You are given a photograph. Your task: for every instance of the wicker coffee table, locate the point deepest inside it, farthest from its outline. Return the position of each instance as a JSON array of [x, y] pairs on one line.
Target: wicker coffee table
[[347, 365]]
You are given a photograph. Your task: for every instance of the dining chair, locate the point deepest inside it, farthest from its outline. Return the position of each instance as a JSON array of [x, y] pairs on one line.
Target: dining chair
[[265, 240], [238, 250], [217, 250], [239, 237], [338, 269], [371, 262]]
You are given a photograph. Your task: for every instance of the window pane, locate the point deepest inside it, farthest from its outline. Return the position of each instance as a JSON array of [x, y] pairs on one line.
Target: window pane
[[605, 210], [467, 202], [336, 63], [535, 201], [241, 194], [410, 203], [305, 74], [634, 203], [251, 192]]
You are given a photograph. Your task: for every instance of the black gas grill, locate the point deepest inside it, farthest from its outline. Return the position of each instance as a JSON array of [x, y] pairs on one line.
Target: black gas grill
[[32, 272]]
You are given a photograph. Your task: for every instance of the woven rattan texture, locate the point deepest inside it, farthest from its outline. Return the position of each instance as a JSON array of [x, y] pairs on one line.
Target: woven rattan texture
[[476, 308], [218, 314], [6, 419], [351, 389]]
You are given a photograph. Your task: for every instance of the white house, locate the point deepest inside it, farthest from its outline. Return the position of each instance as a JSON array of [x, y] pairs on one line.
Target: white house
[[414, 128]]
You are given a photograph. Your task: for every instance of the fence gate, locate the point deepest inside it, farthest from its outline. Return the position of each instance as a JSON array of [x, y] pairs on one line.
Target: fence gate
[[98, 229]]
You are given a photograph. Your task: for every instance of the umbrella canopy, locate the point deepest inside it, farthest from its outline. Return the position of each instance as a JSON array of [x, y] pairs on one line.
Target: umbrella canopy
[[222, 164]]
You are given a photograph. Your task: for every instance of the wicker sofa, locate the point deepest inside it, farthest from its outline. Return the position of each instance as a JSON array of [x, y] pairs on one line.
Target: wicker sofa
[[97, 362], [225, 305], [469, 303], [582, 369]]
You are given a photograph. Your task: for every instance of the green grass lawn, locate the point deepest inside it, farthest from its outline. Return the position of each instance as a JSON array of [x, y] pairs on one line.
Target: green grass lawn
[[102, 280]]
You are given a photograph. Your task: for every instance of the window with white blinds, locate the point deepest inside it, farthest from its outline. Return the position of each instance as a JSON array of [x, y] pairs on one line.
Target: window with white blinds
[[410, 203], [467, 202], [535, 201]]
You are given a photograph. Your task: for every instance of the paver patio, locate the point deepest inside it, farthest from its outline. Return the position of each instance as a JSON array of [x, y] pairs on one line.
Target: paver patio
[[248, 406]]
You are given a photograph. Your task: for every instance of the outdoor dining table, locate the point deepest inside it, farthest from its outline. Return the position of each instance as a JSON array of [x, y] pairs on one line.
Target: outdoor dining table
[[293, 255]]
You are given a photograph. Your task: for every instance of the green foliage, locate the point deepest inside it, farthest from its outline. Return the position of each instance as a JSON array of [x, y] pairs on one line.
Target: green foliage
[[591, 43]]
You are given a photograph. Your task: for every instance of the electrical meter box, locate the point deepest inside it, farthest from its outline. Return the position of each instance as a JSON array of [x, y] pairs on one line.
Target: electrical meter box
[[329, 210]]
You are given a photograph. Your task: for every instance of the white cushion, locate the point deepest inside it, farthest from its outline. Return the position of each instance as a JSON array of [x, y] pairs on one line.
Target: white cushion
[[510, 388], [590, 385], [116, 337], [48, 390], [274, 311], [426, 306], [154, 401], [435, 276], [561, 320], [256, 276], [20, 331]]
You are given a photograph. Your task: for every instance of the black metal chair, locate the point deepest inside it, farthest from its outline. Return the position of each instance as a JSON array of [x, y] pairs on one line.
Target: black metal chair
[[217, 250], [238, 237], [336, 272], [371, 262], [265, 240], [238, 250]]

**Stated task:** Please rewrite only the part that opens with the line containing "window pane, locate" and closes with the line containing "203], [251, 192]]", replacing "outline" with "boundary" and leaving everything else unchanged.

**Full response:**
You are given a photograph. Your task: for every instance of the window pane, locate the point deepest inside it, farthest from its boundary. Return the position of each instance as a JSON array of [x, y] pairs on one line.
Target: window pane
[[605, 210], [467, 202], [336, 63], [535, 201], [241, 194], [410, 203], [305, 74], [634, 203], [251, 192]]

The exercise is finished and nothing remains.